§ **Brief**: The lines below, all of them, should be returned exactly as they appear.

[[ Records for the exercise open ]]

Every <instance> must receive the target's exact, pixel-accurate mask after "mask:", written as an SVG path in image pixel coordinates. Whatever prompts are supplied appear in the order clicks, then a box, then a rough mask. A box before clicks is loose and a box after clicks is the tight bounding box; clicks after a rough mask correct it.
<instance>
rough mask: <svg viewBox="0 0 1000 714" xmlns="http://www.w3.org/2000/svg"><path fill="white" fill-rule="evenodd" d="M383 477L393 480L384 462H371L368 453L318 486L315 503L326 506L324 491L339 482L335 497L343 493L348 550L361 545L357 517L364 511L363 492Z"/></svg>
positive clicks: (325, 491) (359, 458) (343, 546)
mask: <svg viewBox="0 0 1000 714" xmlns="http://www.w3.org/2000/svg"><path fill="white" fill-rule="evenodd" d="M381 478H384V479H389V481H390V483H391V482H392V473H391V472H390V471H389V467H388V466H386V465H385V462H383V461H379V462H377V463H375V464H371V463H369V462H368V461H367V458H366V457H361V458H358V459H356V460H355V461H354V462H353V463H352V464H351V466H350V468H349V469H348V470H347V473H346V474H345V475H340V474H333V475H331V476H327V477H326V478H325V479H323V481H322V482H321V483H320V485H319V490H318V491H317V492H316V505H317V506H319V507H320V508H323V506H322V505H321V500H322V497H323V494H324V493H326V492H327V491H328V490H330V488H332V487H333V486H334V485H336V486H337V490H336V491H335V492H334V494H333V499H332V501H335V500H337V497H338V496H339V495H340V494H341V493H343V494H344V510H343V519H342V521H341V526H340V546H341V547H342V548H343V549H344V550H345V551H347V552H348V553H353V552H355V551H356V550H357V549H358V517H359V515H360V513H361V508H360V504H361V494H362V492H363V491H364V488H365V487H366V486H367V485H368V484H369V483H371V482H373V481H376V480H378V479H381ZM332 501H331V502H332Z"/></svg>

[[ Records for the exercise closed ]]

§ **Solution to the problem**:
Every <instance> must receive the target's exact, pixel-accurate mask after "mask:", written as an SVG path in image pixel coordinates. Whatever prompts are supplied appear in the order clicks, then a box, then a rough mask. A box before clicks is loose and a box after clicks is the tight bounding box; clicks after a rough mask correct it.
<instance>
rough mask: <svg viewBox="0 0 1000 714" xmlns="http://www.w3.org/2000/svg"><path fill="white" fill-rule="evenodd" d="M383 477L393 480L384 462H371L368 453L318 486L315 503L326 506L324 491L339 482L335 497L343 493L348 550L361 545L357 517L364 511L363 492Z"/></svg>
positive clicks: (325, 491) (359, 458) (343, 546)
mask: <svg viewBox="0 0 1000 714" xmlns="http://www.w3.org/2000/svg"><path fill="white" fill-rule="evenodd" d="M381 478H384V479H389V481H390V483H391V482H392V473H391V472H390V471H389V467H388V466H386V465H385V462H383V461H379V462H377V463H375V464H371V463H369V462H368V461H367V458H366V457H361V458H358V459H356V460H355V461H354V462H353V463H352V464H351V466H350V468H349V469H348V470H347V473H346V474H345V475H340V474H333V475H331V476H327V477H326V478H325V479H323V481H322V482H321V483H320V485H319V490H318V491H317V492H316V505H317V506H319V507H320V508H323V506H322V505H321V500H322V497H323V494H324V493H326V492H327V491H328V490H330V488H332V487H333V486H334V485H336V486H337V490H336V491H335V492H334V494H333V499H332V501H335V500H337V497H338V496H339V495H340V494H341V493H343V494H344V510H343V519H342V521H341V526H340V546H341V547H342V548H343V549H344V550H345V551H347V552H348V553H353V552H355V551H356V550H357V549H358V517H359V515H360V513H361V508H360V504H361V494H362V492H363V491H364V488H365V487H366V486H367V485H368V484H369V483H371V482H373V481H376V480H378V479H381ZM332 501H331V502H332Z"/></svg>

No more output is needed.